● **Brano**

====

# Forum Argomenti di discussione Fallimenti e procedure concorsuali  Bilancio Passivo SRL

## Nettuno1973

Buongiorno sono nuovo del forum ed in generale del mondo economico :-)
a marzo del 2010 ho aperto una societa srl formata da 2 soci io per il 25% (io ne sono l'amministratore) e altro sociao 75%, Abbiamo quindi rilevato un'attività (con 2 persone alle dipendenze) 
L'anno scorso ha chiuso con un modesto passivo essendo il primo anno e andata abbastanza bene , ma quest'anno sembra andare molto peggio (soprattutto x causa della difficile situazione economica) 
La mia domanda è questa chiudendo anche questo esercizio in perdita (superiore al capitale sociale) a cosa vado incontro? 
Fallimento? e nel caso di Fallimento io e l'altro socia per cosa rispondiamo?

====

● **Dati forniti**

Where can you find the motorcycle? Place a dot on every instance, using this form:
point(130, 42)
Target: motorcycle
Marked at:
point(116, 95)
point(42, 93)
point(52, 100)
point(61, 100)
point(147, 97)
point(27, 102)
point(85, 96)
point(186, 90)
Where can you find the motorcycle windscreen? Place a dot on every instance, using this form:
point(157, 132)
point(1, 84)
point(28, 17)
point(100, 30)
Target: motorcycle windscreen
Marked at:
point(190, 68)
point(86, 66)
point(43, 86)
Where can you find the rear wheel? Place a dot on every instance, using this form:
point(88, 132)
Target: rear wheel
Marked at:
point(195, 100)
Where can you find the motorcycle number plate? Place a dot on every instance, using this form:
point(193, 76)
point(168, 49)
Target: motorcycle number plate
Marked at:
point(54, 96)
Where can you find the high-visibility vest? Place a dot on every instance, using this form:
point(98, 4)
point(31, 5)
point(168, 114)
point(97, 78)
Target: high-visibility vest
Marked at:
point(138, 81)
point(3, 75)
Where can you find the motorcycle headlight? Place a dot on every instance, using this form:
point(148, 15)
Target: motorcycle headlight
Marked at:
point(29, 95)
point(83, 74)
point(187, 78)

====

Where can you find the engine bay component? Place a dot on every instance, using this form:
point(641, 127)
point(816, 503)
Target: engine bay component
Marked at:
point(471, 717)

====

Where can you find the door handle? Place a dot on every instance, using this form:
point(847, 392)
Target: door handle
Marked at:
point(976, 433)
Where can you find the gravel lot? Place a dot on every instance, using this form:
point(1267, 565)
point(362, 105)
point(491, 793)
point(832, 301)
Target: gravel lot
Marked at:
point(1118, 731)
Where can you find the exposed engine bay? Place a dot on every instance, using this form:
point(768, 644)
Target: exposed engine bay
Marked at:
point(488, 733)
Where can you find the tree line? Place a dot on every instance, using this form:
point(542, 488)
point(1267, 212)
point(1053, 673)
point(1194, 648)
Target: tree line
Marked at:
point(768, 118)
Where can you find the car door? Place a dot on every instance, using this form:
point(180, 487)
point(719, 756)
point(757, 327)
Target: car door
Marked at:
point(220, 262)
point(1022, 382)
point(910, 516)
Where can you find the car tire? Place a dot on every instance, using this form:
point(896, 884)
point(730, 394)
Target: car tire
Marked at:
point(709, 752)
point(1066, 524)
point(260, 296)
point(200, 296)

====

● **Compito A**
Secondo il brano, per quale motivo l'andamento di quest'anno sembra molto peggiore rispetto all'anno scorso?
● **Compito B**
Per favore, restituisci senza alcuna modifica le righe dei record a partire da quella che contiene "Where can you find the motorcycle?" e fino a quella che contiene "point(43, 86)", entrambe incluse.

● **Risposta A**
Soprattutto a causa della difficile situazione economica.

● **Risposta B**
Where can you find the motorcycle? Place a dot on every instance, using this form:
point(130, 42)
Target: motorcycle
Marked at:
point(116, 95)
point(42, 93)
point(52, 100)
point(61, 100)
point(147, 97)
point(27, 102)
point(85, 96)
point(186, 90)
Where can you find the motorcycle windscreen? Place a dot on every instance, using this form:
point(157, 132)
point(1, 84)
point(28, 17)
point(100, 30)
Target: motorcycle windscreen
Marked at:
point(190, 68)
point(86, 66)
point(43, 86)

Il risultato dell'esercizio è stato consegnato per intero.